▼▼▼

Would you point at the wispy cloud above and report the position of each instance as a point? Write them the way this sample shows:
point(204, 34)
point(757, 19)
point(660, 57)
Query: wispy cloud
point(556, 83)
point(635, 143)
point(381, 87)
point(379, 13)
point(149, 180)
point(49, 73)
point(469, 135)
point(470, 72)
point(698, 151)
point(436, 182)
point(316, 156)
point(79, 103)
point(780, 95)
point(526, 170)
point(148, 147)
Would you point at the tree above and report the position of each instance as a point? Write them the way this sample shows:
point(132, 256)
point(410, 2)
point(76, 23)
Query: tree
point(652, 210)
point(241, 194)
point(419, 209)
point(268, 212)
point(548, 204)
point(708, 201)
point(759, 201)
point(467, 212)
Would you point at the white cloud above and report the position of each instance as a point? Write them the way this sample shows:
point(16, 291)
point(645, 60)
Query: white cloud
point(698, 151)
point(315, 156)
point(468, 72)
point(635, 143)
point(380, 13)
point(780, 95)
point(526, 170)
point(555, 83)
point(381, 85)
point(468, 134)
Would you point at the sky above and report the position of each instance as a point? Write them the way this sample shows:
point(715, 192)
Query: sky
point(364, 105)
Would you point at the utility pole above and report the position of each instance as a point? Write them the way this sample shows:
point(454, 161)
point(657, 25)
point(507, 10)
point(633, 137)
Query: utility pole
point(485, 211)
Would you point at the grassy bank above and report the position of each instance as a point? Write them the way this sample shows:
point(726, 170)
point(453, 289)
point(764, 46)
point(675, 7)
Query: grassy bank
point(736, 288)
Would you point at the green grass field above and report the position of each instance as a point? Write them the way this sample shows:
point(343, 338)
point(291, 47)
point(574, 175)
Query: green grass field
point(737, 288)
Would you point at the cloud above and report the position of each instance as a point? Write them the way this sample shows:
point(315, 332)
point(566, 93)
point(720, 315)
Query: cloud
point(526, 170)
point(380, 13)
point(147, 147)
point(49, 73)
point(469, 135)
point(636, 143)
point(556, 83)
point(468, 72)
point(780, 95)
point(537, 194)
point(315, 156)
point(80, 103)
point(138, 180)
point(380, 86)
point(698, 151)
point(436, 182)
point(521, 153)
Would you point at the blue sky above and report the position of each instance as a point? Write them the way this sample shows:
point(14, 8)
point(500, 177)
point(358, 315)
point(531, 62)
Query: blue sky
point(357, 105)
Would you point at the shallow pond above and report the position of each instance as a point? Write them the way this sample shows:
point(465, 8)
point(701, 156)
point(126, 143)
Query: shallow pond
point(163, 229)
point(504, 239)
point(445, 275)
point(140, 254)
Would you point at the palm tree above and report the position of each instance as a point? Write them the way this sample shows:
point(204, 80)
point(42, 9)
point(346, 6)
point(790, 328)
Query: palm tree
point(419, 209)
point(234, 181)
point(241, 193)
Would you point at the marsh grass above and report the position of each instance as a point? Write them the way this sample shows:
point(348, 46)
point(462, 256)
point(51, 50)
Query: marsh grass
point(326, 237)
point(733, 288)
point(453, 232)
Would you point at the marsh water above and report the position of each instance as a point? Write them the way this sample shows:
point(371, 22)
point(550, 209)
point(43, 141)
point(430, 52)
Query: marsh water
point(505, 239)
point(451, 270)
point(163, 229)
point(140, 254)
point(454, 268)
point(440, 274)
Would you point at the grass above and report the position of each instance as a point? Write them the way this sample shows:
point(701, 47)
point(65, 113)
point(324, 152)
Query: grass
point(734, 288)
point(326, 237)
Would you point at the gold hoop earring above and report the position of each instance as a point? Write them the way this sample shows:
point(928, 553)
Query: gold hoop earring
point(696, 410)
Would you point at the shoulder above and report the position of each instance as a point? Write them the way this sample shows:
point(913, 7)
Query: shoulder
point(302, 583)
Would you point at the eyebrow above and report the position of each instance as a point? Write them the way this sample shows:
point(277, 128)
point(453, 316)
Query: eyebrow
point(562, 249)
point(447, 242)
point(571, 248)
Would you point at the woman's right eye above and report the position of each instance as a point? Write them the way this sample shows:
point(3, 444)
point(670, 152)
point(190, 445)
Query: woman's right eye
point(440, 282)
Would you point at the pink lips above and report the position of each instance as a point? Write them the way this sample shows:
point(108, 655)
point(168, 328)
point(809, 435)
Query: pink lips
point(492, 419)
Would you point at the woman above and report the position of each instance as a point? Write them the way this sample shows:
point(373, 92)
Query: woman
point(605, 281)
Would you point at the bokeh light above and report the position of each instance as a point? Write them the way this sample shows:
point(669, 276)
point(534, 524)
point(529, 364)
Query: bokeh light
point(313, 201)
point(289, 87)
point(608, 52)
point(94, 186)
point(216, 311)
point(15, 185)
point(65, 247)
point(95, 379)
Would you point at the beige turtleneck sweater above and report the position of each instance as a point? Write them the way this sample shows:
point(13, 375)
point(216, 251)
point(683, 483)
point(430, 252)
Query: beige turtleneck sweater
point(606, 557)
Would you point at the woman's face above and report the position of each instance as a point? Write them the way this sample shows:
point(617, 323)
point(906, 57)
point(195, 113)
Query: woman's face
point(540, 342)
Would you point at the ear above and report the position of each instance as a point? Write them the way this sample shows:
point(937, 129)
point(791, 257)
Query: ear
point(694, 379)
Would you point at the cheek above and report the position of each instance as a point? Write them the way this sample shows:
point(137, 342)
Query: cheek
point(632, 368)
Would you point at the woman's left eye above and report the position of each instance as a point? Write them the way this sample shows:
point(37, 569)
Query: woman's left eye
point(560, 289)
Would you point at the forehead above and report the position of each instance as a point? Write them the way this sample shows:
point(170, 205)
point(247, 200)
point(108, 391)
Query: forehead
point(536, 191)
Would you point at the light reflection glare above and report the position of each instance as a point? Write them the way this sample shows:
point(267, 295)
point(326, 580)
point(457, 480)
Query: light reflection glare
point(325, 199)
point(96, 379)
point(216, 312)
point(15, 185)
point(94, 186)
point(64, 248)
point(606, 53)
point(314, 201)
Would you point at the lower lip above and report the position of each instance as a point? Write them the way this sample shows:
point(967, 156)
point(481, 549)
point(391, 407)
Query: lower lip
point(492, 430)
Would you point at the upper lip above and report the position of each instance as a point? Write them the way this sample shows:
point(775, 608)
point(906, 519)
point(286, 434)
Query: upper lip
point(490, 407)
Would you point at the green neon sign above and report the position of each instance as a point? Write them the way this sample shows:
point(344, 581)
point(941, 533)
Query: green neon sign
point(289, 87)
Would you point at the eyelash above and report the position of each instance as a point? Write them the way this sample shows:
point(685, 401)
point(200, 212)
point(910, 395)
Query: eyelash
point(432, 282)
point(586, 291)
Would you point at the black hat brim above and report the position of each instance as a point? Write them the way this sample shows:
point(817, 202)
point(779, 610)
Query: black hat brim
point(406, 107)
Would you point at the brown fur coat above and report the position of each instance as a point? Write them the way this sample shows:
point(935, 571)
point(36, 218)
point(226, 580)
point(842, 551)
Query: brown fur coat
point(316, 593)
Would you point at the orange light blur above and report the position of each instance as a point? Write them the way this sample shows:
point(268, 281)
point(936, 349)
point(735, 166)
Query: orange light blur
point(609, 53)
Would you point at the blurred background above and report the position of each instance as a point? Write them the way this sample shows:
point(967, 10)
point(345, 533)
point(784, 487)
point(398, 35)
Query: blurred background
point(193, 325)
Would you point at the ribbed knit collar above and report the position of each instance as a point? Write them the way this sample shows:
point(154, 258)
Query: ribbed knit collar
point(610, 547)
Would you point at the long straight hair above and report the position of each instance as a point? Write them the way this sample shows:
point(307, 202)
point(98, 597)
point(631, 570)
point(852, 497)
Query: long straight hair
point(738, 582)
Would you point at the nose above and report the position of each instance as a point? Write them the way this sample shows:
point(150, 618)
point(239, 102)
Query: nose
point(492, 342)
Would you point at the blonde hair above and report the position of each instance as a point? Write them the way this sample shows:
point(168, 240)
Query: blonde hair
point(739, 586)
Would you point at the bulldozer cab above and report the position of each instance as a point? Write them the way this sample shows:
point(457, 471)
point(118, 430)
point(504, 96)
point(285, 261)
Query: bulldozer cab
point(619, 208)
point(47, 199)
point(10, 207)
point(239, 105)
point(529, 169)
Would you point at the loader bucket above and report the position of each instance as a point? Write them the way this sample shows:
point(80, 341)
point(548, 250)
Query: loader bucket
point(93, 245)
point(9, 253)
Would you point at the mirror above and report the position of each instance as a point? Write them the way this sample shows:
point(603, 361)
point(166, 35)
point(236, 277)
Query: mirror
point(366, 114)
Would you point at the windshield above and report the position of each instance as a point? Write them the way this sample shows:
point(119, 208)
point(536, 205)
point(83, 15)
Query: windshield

▲▲▲

» TASK TO COMPLETE: Every line above in which the word "windshield" occurs needs to be copied.

» WRITTEN ANSWER:
Would you point at the windshield above and report the position of each instance as a point? Write them the way this sample shows:
Query: windshield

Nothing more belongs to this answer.